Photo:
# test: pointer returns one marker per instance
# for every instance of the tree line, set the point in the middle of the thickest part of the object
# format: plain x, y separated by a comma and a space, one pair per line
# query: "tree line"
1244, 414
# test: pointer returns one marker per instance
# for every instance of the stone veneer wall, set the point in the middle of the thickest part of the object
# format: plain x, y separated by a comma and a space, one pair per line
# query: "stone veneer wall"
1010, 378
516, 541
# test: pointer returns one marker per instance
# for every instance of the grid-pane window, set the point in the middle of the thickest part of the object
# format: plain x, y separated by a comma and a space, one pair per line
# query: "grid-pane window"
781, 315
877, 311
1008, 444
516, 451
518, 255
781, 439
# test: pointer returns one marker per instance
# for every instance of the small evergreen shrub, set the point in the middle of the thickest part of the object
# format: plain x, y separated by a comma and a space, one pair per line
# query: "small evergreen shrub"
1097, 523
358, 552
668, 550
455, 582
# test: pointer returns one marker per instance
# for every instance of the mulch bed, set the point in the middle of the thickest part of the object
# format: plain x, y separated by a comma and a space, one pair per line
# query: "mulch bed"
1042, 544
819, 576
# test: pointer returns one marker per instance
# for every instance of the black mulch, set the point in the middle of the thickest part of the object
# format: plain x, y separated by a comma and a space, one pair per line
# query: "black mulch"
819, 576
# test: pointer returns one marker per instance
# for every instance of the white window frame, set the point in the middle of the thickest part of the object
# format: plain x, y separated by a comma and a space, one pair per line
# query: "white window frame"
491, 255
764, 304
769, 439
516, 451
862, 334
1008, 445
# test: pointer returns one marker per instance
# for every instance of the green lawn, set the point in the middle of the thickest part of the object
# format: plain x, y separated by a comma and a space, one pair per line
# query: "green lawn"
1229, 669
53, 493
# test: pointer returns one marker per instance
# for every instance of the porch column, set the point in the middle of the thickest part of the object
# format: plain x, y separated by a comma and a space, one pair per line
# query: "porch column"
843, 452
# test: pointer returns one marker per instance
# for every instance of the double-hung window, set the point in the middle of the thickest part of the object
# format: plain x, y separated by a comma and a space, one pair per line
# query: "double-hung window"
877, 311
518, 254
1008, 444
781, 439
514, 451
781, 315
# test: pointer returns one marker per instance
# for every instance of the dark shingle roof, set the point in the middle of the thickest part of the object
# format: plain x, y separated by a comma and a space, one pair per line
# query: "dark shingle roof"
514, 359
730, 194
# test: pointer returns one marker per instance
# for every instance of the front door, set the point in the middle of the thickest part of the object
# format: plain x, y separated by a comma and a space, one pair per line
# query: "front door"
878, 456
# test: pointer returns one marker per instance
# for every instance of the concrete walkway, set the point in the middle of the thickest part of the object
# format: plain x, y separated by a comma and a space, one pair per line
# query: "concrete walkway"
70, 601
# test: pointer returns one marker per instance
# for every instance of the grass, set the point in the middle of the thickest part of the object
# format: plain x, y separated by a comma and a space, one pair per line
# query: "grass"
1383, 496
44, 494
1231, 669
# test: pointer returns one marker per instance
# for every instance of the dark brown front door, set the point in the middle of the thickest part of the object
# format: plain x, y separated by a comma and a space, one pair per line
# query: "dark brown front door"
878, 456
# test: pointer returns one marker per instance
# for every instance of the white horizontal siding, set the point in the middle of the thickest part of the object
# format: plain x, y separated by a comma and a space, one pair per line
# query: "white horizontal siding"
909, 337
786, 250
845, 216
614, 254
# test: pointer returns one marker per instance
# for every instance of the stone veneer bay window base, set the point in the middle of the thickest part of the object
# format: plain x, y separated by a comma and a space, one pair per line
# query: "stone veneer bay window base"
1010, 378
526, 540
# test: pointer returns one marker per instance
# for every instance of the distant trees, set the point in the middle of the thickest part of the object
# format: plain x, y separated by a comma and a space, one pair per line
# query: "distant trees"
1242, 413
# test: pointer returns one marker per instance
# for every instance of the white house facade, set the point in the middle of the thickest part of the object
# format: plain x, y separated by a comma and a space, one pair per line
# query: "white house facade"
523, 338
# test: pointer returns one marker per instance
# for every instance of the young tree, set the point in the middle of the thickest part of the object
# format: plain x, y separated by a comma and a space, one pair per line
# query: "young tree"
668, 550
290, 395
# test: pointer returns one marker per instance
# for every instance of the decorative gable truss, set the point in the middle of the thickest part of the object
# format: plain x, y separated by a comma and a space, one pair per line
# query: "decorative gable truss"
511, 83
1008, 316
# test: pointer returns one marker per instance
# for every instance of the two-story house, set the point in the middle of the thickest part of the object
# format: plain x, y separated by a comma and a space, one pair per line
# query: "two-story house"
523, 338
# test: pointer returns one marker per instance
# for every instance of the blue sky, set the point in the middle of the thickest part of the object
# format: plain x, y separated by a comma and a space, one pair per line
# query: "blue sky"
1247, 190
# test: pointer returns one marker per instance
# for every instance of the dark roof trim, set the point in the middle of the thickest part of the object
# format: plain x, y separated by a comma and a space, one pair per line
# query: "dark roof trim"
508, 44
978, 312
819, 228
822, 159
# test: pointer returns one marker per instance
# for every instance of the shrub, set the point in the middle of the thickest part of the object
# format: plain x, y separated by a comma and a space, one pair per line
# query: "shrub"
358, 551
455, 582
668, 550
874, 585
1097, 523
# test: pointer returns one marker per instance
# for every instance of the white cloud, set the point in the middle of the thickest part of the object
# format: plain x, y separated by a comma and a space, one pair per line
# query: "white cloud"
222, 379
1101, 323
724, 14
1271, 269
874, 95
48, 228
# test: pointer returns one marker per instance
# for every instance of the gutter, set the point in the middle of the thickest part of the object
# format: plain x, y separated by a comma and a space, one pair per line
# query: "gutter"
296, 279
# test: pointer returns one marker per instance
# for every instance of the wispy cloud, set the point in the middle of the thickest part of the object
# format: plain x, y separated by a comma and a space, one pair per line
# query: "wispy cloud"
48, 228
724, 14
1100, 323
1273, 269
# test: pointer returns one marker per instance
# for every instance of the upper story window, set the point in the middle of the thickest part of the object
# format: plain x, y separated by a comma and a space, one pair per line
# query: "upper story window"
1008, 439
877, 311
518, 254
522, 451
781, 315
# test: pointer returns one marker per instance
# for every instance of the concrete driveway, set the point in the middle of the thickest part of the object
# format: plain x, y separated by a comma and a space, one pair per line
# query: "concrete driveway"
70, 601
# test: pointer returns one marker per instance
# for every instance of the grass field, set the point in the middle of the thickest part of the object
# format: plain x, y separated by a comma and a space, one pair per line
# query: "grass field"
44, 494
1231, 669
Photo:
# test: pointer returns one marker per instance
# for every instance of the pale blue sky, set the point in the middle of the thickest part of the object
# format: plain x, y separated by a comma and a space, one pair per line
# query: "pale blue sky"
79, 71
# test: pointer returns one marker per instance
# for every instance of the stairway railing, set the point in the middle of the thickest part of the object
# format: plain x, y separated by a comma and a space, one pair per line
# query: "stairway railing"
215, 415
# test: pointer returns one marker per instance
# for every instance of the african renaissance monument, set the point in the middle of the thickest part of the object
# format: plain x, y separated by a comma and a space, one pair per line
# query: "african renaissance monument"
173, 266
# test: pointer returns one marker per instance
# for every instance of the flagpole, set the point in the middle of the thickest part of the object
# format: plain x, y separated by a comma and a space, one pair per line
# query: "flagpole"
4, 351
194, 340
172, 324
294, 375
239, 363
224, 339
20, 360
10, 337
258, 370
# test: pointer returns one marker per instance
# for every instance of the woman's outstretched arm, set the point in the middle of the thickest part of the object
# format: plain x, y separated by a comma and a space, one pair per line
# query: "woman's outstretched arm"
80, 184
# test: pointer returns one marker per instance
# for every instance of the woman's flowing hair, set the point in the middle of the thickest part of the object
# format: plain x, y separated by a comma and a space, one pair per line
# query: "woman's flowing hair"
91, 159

**What the exercise asks**
Locate every line of the records that contains the word "small" and copy each one. Case counts.

**The output**
# for every instance of the small evergreen shrub, set the point in the middle of the thickest part of the object
# query: "small evergreen shrub"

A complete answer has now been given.